DO THIS: Update the rows below by replacing each "one point per instance" with "one point for each instance" and leaving everything else unchanged.

DATASET RECORDS:
------------------------------

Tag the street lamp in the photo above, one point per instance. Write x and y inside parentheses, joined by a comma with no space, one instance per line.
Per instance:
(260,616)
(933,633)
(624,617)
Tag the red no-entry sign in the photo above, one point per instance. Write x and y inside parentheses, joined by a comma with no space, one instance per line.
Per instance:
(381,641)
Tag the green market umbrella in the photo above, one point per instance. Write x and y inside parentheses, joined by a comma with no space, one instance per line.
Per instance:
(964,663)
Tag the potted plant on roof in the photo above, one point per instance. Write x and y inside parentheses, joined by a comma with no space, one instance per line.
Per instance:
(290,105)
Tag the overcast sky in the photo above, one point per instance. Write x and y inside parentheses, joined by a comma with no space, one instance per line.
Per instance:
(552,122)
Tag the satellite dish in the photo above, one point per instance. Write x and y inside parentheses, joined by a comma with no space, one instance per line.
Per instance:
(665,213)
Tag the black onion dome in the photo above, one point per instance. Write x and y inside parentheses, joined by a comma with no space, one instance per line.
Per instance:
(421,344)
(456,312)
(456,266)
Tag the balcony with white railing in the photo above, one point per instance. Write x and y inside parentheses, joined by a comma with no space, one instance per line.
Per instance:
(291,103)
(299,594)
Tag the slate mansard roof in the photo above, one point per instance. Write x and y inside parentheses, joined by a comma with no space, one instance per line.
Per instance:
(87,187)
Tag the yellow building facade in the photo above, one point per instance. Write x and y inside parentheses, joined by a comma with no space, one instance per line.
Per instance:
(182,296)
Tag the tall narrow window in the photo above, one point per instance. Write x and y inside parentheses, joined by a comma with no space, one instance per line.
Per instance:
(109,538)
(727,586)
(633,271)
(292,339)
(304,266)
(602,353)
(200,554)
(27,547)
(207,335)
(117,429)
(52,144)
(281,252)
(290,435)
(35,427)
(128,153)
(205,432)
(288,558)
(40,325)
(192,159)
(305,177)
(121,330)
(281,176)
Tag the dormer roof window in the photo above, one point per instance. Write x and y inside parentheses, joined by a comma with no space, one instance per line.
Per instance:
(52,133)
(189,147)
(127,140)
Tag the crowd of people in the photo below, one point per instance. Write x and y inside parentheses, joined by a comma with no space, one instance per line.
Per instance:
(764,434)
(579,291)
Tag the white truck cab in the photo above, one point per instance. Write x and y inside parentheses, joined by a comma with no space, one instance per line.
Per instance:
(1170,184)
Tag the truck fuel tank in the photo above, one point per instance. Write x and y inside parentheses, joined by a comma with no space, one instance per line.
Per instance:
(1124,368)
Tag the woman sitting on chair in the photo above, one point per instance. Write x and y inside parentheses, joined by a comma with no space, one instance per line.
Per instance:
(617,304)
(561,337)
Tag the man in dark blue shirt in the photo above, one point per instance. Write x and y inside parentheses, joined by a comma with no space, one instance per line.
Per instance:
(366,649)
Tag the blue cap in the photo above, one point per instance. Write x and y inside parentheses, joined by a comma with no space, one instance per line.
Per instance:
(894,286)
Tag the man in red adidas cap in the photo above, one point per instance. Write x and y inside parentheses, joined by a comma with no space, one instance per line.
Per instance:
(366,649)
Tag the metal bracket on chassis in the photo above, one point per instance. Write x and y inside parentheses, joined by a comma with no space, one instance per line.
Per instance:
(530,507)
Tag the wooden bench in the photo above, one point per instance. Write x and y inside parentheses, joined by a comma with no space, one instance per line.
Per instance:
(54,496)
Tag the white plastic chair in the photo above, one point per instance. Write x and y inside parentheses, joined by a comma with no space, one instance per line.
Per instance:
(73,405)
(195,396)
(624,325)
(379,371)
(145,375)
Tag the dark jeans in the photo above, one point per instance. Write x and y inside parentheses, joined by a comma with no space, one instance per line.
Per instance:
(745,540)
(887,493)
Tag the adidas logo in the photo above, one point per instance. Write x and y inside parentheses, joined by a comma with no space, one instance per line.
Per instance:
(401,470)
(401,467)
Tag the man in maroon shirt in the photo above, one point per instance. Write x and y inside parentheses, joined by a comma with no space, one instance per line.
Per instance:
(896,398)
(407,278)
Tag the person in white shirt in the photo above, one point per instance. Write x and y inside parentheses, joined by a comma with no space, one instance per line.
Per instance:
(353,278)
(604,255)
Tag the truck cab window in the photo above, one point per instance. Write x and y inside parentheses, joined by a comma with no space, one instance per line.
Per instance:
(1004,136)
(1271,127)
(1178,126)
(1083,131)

------------------------------

THE SOLUTION:
Tag the street lamp in the photo above, one point for each instance. Write x and y inside parentheses, joined by a comma with no space, one instance per line.
Per instance:
(260,616)
(933,633)
(624,617)
Tag the red no-entry sign in the photo above, one point for each instance. Write x and y inside parentheses, joined by a comma with no space, one instance per line.
Per instance:
(381,641)
Tag the green market umbrella in the photo above, one point for each instance. Write x and y inside parentheses, joined by a comma with no space, one instance per line.
Per instance:
(964,663)
Tag the potted plant on roof in the photo above, one point for each instance. Write x and y inside parentheses, joined by a comma with no space, one instance per line.
Per instance:
(290,105)
Tag the overcast sky in the photo above, one point for each instance. Write x and y inside parentheses, joined by a comma with no space, one instance per line.
Per instance:
(552,122)
Tag the satellite dish in the photo above, one point for each instance. Write x and y inside parentheses, joined by a comma with no space, one instance per line.
Per instance:
(665,213)
Tag the black onion dome in the photo above, one point for each instance. Write x and y inside parentheses, joined by a comma with no space, one instance per line.
Per instance:
(421,344)
(456,312)
(456,266)
Tag the balcony with white railing in the photo above, one point for each instance. Write x and y inside parentheses, joined by a comma with no space, one instance per line.
Per instance:
(291,103)
(299,594)
Tag the slate mansard roof in the photo above, one point for each instance. Write x and y inside parentheses, joined by a comma with no space, one instance per line.
Per instance:
(87,187)
Tag the yellow building facade in the photo above, one point for each instance. Write x and y inside parentheses, joined by a comma with no space, one instance per line.
Per instance:
(182,296)
Tag the tall narrow window in the photo above, one point for each instance. Write x and y inside parentheses, joined by a comma with no space, one instance per line.
Per instance:
(109,538)
(727,586)
(633,271)
(292,339)
(304,266)
(602,353)
(200,554)
(27,547)
(207,335)
(117,429)
(52,144)
(281,252)
(290,435)
(35,427)
(128,153)
(205,432)
(288,558)
(40,325)
(192,159)
(305,177)
(121,330)
(281,176)
Tag the dormer roof window in the photo above, one point for each instance. Write x and y inside parentheses, joined by a comma with no space, one instance per line.
Per instance:
(52,133)
(189,147)
(127,140)
Tag the crowd of people in the photo below, one point for each instance. Write x and y inside parentheses, joined by a comma with no space, one instance per line.
Per instance:
(764,434)
(579,291)
Tag the white truck cab in the photo above, one point for each instance. Write x and y inside parentheses, joined by a comma with no space, one instance per line.
Per instance:
(1170,184)
Tag the truck fuel tank in the photo above, one point for each instance. Write x and y inside parentheses, joined by a comma with no space, one instance per line.
Per instance:
(1124,368)
Tag the woman sitting on chair in the photo above, one point for each instance. Write x and y inside parentheses, joined by a comma with no space, one instance per line.
Per instance:
(617,304)
(561,337)
Tag the man in dark blue shirt in the photo above, one point for each instance. Write x and y inside parentheses, joined by a comma with no space, one instance per line.
Per instance:
(366,649)
Tag the blue cap in the photo above, one point for each instance. Write x and y inside parentheses, joined by a comma with no space, one instance per line.
Per instance:
(894,286)
Tag the man in red adidas cap in the photo above, one point for each instance. Write x and y inside parentheses, joined by a comma with no space, one instance per line.
Per instance:
(366,649)
Tag the metal bracket on chassis in the photo above, one point for each instance. Write x and y inside parentheses, joined by a comma with no space, one instance per line.
Per instance:
(530,507)
Tag the wooden bench in the photo above, one point for each instance. Write x and y inside parentheses, joined by a comma with no space, one instance per line.
Per instance:
(54,496)
Tag the white plastic chair in the photo above, one point for each instance. Write x and y inside parentheses, joined by a comma with no space, one instance per line.
Per instance:
(73,405)
(195,396)
(624,325)
(379,371)
(145,375)
Tag the dark jeans in the photo above, one point for each instance. Write x and y inside parentheses, joined by a comma with no space, one instance per line.
Per instance:
(745,540)
(887,493)
Tag the adidas logo in the photo above, one point for each instance. Write x and y inside parentheses, joined by a comma with no space, one instance per line.
Per instance:
(401,470)
(401,467)
Tag the man in maroon shirt in the photo above, one point for each instance. Write x and y inside parentheses, joined by a comma with no space, one instance per line.
Per instance:
(896,398)
(407,278)
Tag the person in white shirt in the photo above, one point for each instance. Write x and y inside parentheses, joined by a comma with no space, one instance per line.
Per instance:
(353,278)
(604,255)
Tag the truck cab window in the photo above, one point for each instance. Write x and y inside parentheses, joined by a comma with no space, one instance per line.
Per instance:
(1004,136)
(1271,127)
(1178,126)
(1083,131)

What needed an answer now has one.